## Entries
* START *
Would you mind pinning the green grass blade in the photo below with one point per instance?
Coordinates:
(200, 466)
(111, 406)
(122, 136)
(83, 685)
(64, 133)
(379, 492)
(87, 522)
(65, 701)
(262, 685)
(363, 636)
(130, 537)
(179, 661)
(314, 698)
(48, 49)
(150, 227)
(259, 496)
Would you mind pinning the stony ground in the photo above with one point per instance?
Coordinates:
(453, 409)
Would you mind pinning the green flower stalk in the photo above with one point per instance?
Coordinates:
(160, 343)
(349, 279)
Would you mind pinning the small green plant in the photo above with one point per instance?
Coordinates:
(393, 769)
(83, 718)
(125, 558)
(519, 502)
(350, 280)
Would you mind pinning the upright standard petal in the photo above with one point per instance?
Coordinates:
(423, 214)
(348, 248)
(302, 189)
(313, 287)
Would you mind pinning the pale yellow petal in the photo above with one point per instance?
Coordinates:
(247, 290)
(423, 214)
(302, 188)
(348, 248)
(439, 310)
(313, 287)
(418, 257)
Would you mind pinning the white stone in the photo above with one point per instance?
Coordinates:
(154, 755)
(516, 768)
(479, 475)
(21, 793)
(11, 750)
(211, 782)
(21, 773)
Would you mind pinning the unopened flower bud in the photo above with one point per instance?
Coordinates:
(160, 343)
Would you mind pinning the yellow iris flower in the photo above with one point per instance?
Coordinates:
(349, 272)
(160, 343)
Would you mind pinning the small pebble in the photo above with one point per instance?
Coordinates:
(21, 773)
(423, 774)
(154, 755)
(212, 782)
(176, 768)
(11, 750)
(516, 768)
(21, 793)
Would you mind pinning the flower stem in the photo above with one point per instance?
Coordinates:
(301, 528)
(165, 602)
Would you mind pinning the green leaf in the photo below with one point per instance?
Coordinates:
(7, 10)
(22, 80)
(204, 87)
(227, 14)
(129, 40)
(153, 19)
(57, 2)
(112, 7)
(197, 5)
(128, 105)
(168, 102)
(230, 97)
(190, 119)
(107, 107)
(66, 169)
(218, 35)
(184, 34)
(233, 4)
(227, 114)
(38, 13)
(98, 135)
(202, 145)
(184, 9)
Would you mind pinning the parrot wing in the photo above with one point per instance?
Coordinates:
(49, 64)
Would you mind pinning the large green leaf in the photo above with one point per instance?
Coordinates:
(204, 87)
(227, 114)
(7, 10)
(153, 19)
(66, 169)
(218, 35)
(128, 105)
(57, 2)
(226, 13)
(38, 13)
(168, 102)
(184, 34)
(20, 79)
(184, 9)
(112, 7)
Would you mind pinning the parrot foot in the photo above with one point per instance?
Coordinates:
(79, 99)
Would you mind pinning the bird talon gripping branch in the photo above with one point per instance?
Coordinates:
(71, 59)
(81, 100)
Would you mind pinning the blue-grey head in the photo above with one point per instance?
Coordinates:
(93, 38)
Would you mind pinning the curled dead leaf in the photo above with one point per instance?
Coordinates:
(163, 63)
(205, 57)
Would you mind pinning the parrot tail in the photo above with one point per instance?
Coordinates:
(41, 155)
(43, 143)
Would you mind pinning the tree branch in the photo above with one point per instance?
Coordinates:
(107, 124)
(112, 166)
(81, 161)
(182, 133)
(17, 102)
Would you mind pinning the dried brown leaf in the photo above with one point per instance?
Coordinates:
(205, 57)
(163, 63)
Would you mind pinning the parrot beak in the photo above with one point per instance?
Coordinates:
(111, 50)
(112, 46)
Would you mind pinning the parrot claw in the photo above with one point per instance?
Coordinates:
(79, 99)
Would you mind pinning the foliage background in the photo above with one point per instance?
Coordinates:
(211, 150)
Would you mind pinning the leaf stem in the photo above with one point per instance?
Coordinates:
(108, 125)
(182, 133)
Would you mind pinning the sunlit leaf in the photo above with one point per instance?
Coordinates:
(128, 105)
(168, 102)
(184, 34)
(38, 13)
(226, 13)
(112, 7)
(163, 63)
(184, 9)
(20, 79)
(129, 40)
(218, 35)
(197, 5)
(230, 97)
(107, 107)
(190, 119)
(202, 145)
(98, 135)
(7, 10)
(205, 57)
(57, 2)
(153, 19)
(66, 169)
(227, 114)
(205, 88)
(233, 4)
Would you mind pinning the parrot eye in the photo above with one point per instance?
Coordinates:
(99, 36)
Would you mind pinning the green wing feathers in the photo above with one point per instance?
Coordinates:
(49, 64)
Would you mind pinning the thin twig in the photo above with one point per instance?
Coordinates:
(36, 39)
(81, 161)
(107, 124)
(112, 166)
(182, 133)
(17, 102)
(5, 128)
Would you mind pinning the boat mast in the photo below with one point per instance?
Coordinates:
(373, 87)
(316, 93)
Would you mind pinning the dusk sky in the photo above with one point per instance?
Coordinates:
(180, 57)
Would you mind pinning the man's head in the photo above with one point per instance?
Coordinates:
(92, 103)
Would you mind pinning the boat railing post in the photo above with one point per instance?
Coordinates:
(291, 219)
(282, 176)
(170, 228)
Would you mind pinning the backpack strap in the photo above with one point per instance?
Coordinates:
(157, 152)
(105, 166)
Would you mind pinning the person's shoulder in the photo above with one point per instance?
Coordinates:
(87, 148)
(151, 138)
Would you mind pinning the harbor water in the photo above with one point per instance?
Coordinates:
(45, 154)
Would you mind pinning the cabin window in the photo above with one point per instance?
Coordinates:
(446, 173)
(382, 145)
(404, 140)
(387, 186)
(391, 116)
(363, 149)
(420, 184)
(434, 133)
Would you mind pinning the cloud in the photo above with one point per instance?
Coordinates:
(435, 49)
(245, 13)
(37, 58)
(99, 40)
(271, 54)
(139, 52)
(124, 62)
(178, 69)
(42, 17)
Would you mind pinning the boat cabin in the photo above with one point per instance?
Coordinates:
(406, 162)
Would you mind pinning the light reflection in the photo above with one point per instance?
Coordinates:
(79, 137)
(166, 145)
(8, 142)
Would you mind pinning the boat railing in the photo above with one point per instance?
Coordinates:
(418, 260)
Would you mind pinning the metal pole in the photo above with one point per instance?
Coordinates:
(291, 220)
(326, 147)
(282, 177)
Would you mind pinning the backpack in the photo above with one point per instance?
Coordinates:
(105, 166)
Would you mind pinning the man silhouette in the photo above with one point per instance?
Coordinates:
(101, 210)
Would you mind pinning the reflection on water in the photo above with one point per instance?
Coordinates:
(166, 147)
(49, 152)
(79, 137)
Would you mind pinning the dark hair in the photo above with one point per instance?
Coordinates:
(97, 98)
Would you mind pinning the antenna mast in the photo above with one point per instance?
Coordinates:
* END *
## Written exercise
In the listing above, find the line with "Would you mind pinning the cloud" and set down that line and all after it exactly, through the final line.

## Answer to the exercise
Would you mind pinning the cloud in the photo above with one point per instance?
Coordinates:
(435, 49)
(245, 13)
(37, 58)
(99, 40)
(271, 54)
(139, 52)
(124, 62)
(178, 69)
(42, 17)
Would you mind pinning the boat cabin in the photo above with one point per instance?
Coordinates:
(406, 162)
Would you mind pinning the light reflection in the photo above with one point per instance?
Coordinates:
(79, 137)
(166, 145)
(8, 142)
Would you mind pinning the boat railing in the photo above with one point per instance?
Coordinates:
(418, 260)
Would you mind pinning the metal pole in the photo above with one point per instance?
Coordinates:
(291, 220)
(326, 147)
(282, 177)
Would you mind pinning the backpack in the photo above with one point per instance?
Coordinates:
(105, 166)
Would you mind pinning the man silhouette in the photo above with one point per instance?
Coordinates:
(101, 210)
Would you mind pinning the reflection on water in the photo above with one point per instance?
Coordinates:
(166, 147)
(49, 152)
(79, 137)
Would you mind pinning the dark hair in the photo above with one point per instance?
Coordinates:
(97, 98)
Would you mind pinning the antenna mast in the photo above with one point per instance?
Coordinates:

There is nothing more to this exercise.